* WHAT IS REQUIRED
Reproduce the entries below exactly, but only from the line containing "written as (1022,204)." to the line containing "written as (443,95).", inclusive.
== PROVIDED ENTRIES ==
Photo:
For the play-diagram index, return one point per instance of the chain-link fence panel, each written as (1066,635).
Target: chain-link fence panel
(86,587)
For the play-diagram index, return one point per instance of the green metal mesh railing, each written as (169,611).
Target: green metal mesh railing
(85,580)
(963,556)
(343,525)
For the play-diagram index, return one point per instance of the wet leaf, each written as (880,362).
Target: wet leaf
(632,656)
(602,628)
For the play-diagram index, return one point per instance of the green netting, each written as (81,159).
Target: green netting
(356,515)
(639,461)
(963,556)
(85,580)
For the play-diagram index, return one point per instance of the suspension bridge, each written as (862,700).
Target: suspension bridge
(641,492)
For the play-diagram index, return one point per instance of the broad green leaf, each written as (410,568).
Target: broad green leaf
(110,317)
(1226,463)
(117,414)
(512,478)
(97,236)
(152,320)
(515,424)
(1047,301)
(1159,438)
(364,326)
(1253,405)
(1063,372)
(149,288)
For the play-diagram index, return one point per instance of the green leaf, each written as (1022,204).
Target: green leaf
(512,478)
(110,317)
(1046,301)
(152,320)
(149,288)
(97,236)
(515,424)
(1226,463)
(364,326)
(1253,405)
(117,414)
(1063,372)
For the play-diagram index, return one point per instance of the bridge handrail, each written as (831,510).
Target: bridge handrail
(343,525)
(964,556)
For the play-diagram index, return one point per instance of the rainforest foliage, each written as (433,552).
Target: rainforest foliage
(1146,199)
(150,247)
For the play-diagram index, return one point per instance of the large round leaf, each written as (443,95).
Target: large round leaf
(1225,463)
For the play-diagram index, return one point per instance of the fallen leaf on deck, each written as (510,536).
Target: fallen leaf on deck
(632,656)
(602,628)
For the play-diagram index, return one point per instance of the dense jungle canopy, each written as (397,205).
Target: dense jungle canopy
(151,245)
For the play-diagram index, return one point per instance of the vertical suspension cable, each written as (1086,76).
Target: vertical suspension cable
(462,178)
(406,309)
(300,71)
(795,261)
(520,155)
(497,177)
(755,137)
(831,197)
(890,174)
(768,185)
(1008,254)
===
* SOLVED EXERCISE
For the play-diagram index, return one point per instance of the green leaf, each written as (1022,204).
Target: green leaf
(512,478)
(110,317)
(1046,301)
(152,320)
(149,288)
(97,236)
(515,424)
(1226,463)
(364,326)
(1253,405)
(117,414)
(1063,372)
For the play-diagram index, return one point per instance of the bridge handrail, each written as (831,510).
Target: bridge handrail
(343,525)
(964,556)
For the play-diagram index, return one point per instance of the rainforest foliage, each written as (433,552).
Target: rainforest foliage
(1146,199)
(150,247)
For the play-diagram index, return one point per instance of the large round leaf, each written as (443,95).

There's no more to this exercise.